▶ [WHAT THE TASK REQUIRES]
Reproduce the note below on power sensor calibration uncertainty in full and without changes, from its first line to its last.

This note attempts to quantify the uncertainty involved with using an "ideal" power sensor to calibrate the output power of a signal generator that has a realistic output impdedance, referred to as the source impedance.
The ideal power sensor presents a perfect 50 $\Omega$ load impedance.
The ideal power sensor measures power with no errors or uncertainty.
Then a realisic load is attached in place of the power sensor, and the actual power transfered to the load is analyzed to identify the power transfer uncertainty due to realistic source impedance and realistic load impedance.
Just a bunch of python code to import libraries and define useful functions.
import ziaplot as zp
import schemdraw
from schemdraw import dsp
import schemdraw.elements as elm
import schemdraw.elements.cables as cbl
import cairosvg
from PIL import Image
import math
import cmath
import numpy as np
def Gamma_2_RL(x):
"""

▶ [LISTED RECORDS]
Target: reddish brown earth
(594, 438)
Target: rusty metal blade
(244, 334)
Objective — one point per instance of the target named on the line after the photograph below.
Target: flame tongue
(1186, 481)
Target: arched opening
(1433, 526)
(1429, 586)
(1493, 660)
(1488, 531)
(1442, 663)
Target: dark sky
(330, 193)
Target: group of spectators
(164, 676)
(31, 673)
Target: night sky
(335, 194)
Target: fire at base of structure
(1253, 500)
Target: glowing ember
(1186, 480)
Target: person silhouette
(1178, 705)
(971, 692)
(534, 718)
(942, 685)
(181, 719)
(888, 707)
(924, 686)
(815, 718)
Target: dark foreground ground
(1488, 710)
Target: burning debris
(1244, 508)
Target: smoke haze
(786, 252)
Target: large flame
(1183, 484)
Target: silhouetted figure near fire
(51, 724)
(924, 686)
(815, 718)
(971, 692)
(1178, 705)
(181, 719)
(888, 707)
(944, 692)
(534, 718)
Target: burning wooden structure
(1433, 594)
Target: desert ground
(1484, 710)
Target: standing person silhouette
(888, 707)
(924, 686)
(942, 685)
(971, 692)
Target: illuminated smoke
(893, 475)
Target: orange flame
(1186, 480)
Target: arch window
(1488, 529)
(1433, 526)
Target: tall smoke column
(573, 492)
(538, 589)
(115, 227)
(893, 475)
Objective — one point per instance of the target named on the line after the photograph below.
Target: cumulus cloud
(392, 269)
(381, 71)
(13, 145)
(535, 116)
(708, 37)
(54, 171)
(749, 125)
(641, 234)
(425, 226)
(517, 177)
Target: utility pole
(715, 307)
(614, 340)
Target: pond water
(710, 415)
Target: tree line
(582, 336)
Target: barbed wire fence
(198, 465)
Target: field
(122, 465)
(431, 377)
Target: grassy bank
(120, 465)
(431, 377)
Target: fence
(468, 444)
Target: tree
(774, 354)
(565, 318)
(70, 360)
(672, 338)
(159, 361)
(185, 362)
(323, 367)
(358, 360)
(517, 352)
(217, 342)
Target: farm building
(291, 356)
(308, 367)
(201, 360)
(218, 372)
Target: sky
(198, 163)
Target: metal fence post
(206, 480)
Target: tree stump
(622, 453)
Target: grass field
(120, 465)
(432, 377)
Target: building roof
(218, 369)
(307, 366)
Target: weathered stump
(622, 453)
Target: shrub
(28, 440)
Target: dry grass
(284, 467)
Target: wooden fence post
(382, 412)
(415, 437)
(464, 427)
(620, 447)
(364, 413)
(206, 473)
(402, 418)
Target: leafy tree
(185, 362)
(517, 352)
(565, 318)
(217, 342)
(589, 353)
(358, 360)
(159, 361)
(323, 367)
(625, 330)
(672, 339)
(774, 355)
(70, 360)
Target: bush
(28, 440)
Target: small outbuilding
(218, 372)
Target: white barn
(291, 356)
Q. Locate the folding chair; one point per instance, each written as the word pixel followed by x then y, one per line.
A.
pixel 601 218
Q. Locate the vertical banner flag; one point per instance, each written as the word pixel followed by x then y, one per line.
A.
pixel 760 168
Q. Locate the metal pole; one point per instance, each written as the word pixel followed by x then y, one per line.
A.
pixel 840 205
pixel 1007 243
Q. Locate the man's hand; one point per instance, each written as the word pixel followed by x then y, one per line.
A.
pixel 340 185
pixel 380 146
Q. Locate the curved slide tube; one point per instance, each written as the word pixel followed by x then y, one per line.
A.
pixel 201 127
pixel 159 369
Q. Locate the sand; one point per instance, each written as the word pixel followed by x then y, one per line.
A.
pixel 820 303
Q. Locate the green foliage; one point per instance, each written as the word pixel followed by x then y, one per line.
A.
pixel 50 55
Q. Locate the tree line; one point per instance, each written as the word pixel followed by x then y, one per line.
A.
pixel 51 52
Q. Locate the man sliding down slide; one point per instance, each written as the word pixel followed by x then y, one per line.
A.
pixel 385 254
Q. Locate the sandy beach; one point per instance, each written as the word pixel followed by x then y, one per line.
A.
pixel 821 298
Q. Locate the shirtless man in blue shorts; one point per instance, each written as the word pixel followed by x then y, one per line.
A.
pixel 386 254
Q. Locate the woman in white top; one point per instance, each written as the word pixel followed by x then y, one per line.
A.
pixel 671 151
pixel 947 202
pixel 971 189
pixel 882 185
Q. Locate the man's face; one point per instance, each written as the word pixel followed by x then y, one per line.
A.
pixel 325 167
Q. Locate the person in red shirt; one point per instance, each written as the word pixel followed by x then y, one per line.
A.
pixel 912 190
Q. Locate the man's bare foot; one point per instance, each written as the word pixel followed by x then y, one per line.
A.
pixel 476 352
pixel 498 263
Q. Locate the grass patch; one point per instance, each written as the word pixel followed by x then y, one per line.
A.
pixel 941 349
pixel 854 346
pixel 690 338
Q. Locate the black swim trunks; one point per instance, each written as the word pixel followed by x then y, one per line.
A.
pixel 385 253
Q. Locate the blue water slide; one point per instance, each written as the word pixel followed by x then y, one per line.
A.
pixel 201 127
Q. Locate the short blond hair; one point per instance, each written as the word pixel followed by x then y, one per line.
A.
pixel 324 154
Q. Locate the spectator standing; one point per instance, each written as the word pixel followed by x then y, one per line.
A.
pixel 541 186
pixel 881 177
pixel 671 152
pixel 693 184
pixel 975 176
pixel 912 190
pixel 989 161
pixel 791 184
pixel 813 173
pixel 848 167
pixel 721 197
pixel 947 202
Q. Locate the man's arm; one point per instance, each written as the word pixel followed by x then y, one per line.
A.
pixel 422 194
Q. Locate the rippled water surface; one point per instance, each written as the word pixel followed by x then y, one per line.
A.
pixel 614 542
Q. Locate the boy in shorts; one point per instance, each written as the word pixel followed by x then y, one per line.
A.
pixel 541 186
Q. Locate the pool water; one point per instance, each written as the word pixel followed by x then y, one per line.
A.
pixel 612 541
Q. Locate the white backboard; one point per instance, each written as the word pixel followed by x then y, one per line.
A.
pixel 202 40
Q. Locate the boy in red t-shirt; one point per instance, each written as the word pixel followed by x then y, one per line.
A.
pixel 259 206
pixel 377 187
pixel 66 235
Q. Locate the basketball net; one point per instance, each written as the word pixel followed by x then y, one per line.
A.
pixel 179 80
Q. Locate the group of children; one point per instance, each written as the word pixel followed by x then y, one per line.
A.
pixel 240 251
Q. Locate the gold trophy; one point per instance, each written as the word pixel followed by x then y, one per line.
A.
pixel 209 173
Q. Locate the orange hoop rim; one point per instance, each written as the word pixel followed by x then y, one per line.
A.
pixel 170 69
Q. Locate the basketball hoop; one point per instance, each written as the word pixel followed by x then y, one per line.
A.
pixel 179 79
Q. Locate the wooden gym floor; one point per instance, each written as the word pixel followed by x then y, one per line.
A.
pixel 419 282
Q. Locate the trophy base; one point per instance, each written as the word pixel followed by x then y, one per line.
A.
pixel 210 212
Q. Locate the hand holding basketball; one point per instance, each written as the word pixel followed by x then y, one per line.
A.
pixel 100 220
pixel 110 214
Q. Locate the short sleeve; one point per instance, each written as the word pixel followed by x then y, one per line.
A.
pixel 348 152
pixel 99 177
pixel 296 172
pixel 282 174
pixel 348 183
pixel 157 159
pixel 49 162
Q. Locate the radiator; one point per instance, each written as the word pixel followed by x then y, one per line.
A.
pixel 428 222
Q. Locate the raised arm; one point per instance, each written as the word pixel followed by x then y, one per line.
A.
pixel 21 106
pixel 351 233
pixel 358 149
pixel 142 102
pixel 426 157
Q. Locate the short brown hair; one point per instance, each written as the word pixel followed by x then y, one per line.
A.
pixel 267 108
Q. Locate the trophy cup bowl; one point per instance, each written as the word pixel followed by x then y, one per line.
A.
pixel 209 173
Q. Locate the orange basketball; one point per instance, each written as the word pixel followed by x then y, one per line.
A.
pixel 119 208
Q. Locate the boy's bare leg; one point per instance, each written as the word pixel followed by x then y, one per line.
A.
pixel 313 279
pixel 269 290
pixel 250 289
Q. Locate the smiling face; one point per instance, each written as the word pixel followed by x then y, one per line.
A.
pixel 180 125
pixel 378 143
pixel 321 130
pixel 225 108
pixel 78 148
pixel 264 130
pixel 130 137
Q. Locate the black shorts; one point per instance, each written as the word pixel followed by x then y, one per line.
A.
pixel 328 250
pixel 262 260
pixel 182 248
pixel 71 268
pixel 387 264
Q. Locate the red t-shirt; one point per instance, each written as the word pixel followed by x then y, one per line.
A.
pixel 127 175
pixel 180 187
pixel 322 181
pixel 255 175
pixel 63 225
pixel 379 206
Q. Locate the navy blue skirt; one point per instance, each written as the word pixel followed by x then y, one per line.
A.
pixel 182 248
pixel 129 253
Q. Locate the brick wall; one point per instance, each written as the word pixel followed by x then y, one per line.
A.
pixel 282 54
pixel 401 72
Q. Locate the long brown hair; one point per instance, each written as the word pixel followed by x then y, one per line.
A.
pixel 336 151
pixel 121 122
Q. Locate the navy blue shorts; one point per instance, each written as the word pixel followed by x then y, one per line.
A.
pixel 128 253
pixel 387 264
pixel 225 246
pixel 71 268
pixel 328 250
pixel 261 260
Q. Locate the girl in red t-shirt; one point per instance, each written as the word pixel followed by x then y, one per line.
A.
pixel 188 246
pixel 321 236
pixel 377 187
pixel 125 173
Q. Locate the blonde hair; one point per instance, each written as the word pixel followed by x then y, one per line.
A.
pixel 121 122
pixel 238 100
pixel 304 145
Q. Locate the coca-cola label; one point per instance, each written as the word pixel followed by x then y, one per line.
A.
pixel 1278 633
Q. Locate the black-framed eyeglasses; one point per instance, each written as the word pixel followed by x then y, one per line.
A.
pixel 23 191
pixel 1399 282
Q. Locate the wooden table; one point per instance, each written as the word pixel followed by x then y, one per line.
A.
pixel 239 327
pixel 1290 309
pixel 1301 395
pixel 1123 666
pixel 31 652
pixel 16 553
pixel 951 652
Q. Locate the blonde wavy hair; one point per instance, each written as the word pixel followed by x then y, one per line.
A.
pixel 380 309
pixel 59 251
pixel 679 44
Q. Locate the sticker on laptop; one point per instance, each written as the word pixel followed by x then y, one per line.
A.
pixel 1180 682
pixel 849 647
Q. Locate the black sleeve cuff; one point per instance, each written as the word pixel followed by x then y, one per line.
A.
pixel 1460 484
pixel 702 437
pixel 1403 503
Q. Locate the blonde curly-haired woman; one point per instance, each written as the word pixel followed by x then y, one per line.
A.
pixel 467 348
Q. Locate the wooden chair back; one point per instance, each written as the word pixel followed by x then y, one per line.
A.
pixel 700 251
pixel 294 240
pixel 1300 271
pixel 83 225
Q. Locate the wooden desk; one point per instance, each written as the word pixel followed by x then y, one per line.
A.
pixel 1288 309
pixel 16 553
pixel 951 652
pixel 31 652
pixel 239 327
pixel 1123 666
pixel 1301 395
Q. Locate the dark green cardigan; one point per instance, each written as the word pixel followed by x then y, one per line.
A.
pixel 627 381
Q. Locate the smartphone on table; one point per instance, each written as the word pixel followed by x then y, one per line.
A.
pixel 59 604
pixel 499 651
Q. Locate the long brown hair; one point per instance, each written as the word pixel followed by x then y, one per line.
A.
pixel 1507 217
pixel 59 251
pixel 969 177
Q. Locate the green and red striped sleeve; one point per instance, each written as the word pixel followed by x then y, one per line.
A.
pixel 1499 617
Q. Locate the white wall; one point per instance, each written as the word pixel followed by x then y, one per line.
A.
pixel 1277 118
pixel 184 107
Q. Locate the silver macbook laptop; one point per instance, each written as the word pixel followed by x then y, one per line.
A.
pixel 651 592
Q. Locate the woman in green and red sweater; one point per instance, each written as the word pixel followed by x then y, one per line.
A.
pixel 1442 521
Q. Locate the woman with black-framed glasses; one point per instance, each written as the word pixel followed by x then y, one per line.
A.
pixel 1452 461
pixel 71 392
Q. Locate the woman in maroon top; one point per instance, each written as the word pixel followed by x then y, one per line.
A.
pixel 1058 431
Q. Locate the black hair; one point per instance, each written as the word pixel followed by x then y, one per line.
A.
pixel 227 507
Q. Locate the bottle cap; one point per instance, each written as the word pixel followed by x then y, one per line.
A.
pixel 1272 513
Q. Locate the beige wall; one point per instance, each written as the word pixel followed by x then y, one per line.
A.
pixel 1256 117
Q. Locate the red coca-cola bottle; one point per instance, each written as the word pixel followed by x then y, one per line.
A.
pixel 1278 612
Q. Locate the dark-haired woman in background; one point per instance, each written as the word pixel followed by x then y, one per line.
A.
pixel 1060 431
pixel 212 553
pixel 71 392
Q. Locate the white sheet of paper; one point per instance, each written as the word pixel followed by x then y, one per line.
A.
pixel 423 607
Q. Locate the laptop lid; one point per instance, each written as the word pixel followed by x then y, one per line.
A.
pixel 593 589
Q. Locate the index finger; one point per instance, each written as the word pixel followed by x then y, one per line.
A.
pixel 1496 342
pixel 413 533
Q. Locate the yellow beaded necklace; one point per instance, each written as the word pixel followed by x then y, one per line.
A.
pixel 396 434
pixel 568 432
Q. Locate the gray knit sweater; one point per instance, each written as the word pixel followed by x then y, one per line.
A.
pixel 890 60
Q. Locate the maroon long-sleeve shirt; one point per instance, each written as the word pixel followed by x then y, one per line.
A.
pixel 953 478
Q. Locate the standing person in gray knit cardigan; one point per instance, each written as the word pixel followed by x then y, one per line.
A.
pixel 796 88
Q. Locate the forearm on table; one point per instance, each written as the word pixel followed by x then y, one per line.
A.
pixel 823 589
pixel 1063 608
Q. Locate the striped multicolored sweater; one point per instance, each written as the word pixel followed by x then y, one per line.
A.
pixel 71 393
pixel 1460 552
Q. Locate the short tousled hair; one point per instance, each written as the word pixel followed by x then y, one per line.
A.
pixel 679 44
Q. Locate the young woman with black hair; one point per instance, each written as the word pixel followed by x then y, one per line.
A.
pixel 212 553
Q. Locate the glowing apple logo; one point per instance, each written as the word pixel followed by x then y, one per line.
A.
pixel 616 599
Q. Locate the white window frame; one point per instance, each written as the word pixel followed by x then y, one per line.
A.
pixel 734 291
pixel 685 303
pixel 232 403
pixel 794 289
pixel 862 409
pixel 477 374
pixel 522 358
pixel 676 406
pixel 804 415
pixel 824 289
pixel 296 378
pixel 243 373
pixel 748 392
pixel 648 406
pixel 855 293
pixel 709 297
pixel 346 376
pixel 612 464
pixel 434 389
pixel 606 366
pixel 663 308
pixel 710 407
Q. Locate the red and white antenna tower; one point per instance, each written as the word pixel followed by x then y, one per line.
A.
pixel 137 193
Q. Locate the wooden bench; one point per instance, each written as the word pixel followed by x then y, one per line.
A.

▶ [RESPONSE FOR THIS EXERCISE]
This note attempts to quantify the uncertainty involved with using an "ideal" power sensor to calibrate the output power of a signal generator that has a realistic output impdedance, referred to as the source impedance.
The ideal power sensor presents a perfect 50 $\Omega$ load impedance.
The ideal power sensor measures power with no errors or uncertainty.
Then a realisic load is attached in place of the power sensor, and the actual power transfered to the load is analyzed to identify the power transfer uncertainty due to realistic source impedance and realistic load impedance.
Just a bunch of python code to import libraries and define useful functions.
import ziaplot as zp
import schemdraw
from schemdraw import dsp
import schemdraw.elements as elm
import schemdraw.elements.cables as cbl
import cairosvg
from PIL import Image
import math
import cmath
import numpy as np
def Gamma_2_RL(x):
"""